═══ DONNÉES FOURNIES ═══
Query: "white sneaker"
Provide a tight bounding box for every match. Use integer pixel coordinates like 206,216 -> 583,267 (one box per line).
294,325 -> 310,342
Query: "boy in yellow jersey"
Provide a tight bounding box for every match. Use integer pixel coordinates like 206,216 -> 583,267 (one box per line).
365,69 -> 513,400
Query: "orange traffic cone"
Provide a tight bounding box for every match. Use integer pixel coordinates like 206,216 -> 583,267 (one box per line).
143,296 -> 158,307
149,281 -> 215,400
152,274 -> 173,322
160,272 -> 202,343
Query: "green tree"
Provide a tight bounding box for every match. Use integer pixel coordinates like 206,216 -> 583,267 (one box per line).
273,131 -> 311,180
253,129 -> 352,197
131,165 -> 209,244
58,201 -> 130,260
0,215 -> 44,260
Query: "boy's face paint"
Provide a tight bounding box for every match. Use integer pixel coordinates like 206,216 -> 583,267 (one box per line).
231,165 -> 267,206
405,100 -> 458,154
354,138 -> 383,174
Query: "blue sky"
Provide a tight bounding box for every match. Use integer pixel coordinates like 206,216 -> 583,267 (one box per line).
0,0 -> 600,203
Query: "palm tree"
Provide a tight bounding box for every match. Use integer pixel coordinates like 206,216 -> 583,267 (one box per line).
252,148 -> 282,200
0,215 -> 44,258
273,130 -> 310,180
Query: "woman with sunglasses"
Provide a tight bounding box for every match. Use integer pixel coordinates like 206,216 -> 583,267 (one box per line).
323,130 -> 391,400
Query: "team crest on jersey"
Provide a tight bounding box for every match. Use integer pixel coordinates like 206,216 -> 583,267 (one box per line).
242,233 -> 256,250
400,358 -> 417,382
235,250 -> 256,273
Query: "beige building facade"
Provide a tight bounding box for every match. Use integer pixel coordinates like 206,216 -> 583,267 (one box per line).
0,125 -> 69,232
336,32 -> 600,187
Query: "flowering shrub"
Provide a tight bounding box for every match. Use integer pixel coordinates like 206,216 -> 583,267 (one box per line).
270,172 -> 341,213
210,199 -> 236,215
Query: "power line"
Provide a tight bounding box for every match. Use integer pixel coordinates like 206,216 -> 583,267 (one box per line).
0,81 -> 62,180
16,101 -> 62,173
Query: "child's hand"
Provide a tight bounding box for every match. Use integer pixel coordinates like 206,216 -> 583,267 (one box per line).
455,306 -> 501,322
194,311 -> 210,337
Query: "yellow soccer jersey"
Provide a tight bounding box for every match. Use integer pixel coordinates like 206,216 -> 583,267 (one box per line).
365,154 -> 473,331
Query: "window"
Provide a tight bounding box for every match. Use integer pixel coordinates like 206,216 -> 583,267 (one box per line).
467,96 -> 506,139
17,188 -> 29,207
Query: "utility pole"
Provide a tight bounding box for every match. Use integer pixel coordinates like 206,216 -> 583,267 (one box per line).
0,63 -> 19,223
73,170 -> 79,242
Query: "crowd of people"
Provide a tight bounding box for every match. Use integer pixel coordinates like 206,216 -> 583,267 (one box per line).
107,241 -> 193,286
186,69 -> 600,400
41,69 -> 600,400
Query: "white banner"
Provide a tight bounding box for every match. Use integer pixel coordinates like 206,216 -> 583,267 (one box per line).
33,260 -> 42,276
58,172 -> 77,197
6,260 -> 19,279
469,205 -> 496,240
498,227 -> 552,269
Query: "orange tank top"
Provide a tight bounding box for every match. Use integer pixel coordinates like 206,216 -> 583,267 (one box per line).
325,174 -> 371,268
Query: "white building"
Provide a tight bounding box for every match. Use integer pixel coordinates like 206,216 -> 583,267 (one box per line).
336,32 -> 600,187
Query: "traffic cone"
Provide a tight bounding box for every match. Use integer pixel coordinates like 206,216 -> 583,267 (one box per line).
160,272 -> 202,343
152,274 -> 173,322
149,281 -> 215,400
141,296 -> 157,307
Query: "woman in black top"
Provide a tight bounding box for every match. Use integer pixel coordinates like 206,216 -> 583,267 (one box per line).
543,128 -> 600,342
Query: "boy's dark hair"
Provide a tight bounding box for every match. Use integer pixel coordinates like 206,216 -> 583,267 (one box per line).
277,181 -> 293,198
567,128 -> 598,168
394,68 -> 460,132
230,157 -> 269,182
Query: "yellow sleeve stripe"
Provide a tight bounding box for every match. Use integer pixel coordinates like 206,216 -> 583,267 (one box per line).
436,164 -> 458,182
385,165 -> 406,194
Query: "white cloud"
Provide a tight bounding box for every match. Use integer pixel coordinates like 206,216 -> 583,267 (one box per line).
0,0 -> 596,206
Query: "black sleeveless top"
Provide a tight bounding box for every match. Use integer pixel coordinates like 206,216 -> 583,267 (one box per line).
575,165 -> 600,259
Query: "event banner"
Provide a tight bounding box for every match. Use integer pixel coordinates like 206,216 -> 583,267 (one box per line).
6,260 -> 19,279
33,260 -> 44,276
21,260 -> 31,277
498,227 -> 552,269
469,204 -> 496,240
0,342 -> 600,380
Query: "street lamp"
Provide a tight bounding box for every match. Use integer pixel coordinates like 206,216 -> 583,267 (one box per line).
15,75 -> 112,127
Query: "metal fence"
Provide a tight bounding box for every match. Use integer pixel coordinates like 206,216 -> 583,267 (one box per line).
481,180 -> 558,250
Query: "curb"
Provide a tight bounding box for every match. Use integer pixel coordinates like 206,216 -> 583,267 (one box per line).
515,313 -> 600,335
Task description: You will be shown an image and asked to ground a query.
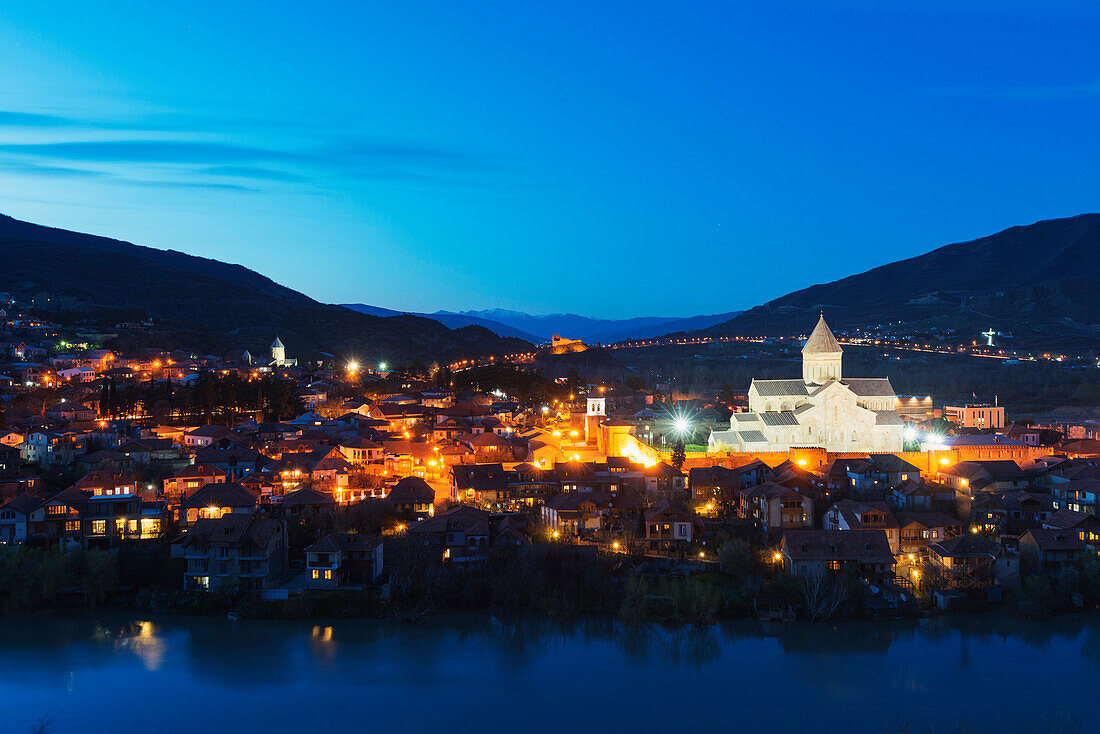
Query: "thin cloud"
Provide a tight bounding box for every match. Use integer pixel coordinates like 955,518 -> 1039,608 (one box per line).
0,110 -> 73,128
0,140 -> 308,164
198,165 -> 308,183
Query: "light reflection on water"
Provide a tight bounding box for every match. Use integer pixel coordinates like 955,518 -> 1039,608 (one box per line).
0,613 -> 1100,734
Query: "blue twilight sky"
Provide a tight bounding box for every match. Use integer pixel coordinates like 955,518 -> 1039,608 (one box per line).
0,0 -> 1100,317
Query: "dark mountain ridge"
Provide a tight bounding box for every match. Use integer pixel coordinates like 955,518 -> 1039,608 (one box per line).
706,213 -> 1100,348
0,215 -> 527,362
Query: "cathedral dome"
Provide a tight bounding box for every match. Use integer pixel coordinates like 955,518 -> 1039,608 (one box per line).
802,314 -> 844,354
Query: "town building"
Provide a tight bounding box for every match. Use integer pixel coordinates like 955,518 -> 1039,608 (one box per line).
708,316 -> 903,452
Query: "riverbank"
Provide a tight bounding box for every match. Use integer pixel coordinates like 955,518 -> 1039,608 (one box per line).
0,610 -> 1100,734
8,540 -> 1100,625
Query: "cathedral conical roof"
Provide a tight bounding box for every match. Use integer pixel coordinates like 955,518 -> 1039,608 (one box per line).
802,314 -> 844,354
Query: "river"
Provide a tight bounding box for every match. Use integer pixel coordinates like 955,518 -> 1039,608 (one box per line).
0,613 -> 1100,734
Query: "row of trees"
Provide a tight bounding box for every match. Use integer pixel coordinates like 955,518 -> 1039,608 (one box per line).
99,371 -> 305,426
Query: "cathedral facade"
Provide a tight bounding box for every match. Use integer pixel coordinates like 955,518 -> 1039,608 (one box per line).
707,316 -> 904,452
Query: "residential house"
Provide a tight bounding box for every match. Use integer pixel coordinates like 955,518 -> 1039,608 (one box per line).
177,482 -> 256,528
1020,528 -> 1087,571
897,512 -> 963,558
30,486 -> 90,550
0,494 -> 42,545
778,529 -> 895,579
306,533 -> 382,589
409,505 -> 491,563
340,436 -> 385,464
646,500 -> 695,552
279,486 -> 337,519
173,517 -> 287,591
1043,510 -> 1100,552
688,467 -> 741,517
739,482 -> 814,533
823,500 -> 900,555
645,461 -> 685,501
386,476 -> 436,521
164,464 -> 229,508
928,533 -> 1019,587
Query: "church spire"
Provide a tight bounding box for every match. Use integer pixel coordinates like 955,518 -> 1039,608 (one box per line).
802,314 -> 844,354
802,314 -> 844,385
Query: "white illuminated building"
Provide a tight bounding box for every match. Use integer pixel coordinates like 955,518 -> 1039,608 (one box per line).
708,316 -> 904,452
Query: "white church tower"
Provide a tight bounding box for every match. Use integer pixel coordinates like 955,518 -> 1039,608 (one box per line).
802,314 -> 844,385
271,337 -> 298,366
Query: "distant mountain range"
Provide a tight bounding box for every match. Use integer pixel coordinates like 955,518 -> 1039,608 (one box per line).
705,213 -> 1100,351
0,215 -> 529,363
343,304 -> 740,344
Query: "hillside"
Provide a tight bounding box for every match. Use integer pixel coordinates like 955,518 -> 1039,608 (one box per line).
340,304 -> 549,343
0,215 -> 527,363
706,213 -> 1100,349
442,308 -> 740,344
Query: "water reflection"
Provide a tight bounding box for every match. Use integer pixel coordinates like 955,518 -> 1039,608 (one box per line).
0,613 -> 1100,734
═══
▶ [OBJECTIF]:
Reproduisez à l'identique, s'il vous plaît, les lignes depuis le début jusqu'à celle qui contient "294,325 -> 310,342", cette dernière comprise.

▶ [SOLUTION]:
Query: "white sneaker"
Provide a tight bounding box for every match. Use integer pixel coordinates like 206,216 -> 583,267 (one box per line).
294,325 -> 310,342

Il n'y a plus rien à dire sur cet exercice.